Blocks I, II and 111: Triangular plan with upswept balconies running round, jagged stepped tops containing penthouses, of up to three storeys with roof gardens. Below penthouse level there are three large flats per floor, the living rooms in the prows, served by a central triangular well with a lift on each side, which can be ordered from a common central control panel. Sliding timber windows, metal and glass balustrades, the steel uprights painted. Double-height glazed entrances, Lauderdale House also incorporating two ground-floor shops.
Block IV: Nos. 1-178 Defoe House. Seven storeys above podium with two storeys under. Twelve broad bays between giant concrete columns supporting cross beams, the ends of the beams on other floors exposed to form large bays. Each of these are subdivided into three room spans, forming a pattern for the flats along the facades of two and one units width between glazed firescreens. The podium is open, but with glazed entrances to the flats in each of the twelve bays. Sliding varnished timber windows set behind paved balconies, with metal and glass balustrades and many with concrete window boxes, painted undersides of roof. 24 rooftop penthouses, with double height fully-glazed ends under rounded tops, given a distinctive white finish. The one-two pattern of the flats is explained by their being 'L '-shaped and having a double aspect, each pair wrapped around a central fully glazed lightwell containing staircase and lift.
Block IVB: Nos. 1-8 Lambert Jones Mews. Two storey houses of glazed engineering brick set forward of and below the level of the podium, reached via their own roadway, with granite setts continued as low walls to the fronts of the houses. Each house has a garage to the right of the front door. Doors and windows of timber under concrete lintels. First floor with corner windows and glazed doors under deep concrete lintels giving on to central stairs leading to roof. Paved near-flat roof, brick parapets with 1990s metal tops, behind which are slabbed roof gardens and projecting ventilated service or stores turrets. Interiors not inspected.

• Exercises to complete:
**a)** According to the architectural description, how many rooftop penthouses does Defoe House have?
**b)** Write the next passage of the architectural description, starting after its final sentence.

• Collected material:
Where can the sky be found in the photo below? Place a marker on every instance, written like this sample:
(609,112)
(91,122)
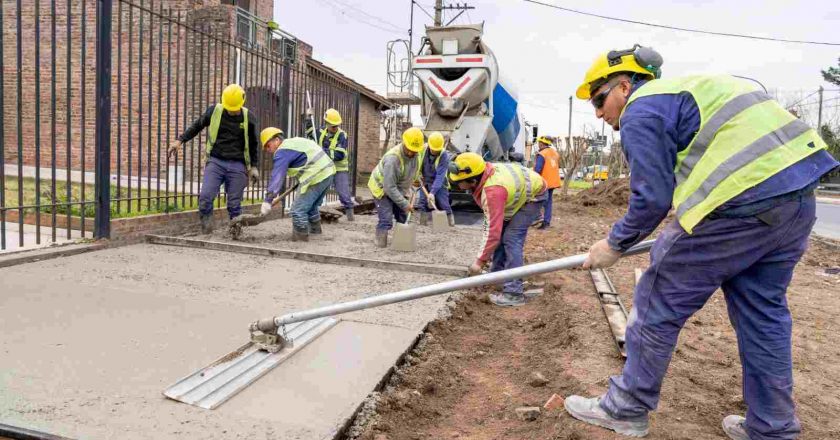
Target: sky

• Task-by-task results:
**a)** 24

**b)**
Block V: 101-114, 201-214, 301-314, 401-414, 501-514, 601-614, 701-704 Gilbert House, with attached public house. Seven wide bays, each three windows wide, with narrower bays at end, supported on twelve giant double pairs of concrete columns which descend into the lake. There is no podium, but a bridge (Gilbert Bridge) over the lake. Sliding varnished timber windows set behind paved balconies, with metal and glass balustrades and some with concrete window boxes (more removed here than elsewhere), painted undersides of roof. Rooftop penthouses, with double height fully-glazed ends under rounded tops, given a distinctive white finish. Each flat is a structural bay wide, reached via lifts and stairs at each end. Under the bridge at the southern end is a public house, Crowders. A plaques commemorates the foundation of the Lady Eleanor Holles School on this site in 1711 (installed 1984) and at the northern end is the foundation stone of the Arts Centre, unveiled by HRH Queen Elizabeth and the Duke of Edinburgh on 20 November 1972, on the occasion of their Silver Wedding Anniversary.
Block VI: 1-114 Speed House. Seven storeys above podium with two storeys under. Seven broad bays between concrete columns supporting cross beams, the ends of the beams on other floors exposed to form large bays. Each of these are subdivided into three room spans, forming a pattern for the flats along the facades of two and one units width between glazed firescreens. A narrower eighth bay set at right angles. The podium is open, but with glazed entrances to the flats in each of the eight bays. Sliding varnished timber windows set behind paved balconies, with metal and glass balustrades and many with concrete window boxes, painted undersides of roof. 24 rooftop penthouses, with double height fully-glazed ends under rounded tops, given a distinctive white finish. The one-two pattern of the flats is explained by their being 'L'-shaped and having a double aspect, each pair wrapped around a central fully glazed lightwell containing staircase and lift. Two-storey maisonettes set around similar staircases and lifts on the levels below the podium, with car ports and bedrooms on the lower level.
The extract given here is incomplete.